■ Exercise description:
Would you reproduce the entries that follow exactly as they appear?

■ Listed entries:
····················

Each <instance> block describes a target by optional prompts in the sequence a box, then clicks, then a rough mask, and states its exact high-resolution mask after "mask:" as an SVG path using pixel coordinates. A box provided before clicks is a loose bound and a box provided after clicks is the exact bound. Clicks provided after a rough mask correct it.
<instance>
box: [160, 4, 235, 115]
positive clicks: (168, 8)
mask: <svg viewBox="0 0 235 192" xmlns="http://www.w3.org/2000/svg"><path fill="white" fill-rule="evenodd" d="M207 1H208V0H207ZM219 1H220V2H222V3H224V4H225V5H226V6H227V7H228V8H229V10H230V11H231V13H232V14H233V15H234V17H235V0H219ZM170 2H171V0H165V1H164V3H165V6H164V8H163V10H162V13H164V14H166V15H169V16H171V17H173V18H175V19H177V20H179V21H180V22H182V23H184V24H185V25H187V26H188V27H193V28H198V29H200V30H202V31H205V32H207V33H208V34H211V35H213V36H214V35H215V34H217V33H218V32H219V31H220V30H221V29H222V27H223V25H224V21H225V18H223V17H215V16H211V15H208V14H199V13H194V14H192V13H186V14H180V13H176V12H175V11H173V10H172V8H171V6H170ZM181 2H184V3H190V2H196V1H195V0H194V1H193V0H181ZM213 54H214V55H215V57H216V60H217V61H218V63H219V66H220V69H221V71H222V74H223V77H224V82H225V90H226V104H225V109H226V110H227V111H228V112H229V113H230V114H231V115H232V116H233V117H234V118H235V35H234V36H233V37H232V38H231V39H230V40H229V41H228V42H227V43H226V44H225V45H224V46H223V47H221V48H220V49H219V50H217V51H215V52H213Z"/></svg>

····················

■ Solution for this task:
Each <instance> block describes a target by optional prompts in the sequence a box, then clicks, then a rough mask, and states its exact high-resolution mask after "mask:" as an SVG path using pixel coordinates. A box provided before clicks is a loose bound and a box provided after clicks is the exact bound. Clicks provided after a rough mask correct it.
<instance>
box: [160, 4, 235, 115]
positive clicks: (168, 8)
mask: <svg viewBox="0 0 235 192" xmlns="http://www.w3.org/2000/svg"><path fill="white" fill-rule="evenodd" d="M207 1H208V0H207ZM219 1H220V2H222V3H224V4H225V5H226V6H227V7H228V8H229V10H230V11H231V13H232V14H233V15H234V17H235V0H219ZM170 2H171V0H165V1H164V3H165V6H164V8H163V10H162V13H164V14H166V15H169V16H171V17H173V18H175V19H177V20H179V21H180V22H182V23H184V24H185V25H187V26H188V27H193V28H198V29H200V30H202V31H205V32H207V33H208V34H211V35H213V36H214V35H215V34H217V33H218V32H219V31H220V30H221V29H222V27H223V25H224V21H225V18H223V17H215V16H211V15H208V14H199V13H194V14H192V13H186V14H180V13H176V12H175V11H173V10H172V8H171V6H170ZM181 2H184V3H190V2H196V1H195V0H194V1H193V0H181ZM213 54H214V55H215V57H216V60H217V61H218V63H219V66H220V69H221V71H222V74H223V77H224V82H225V90H226V104H225V109H226V110H227V111H228V112H229V113H230V114H231V115H232V116H233V117H234V118H235V35H234V36H233V37H232V38H231V39H230V40H229V41H228V42H227V43H226V44H225V45H224V46H223V47H221V48H220V49H219V50H217V51H215V52H213Z"/></svg>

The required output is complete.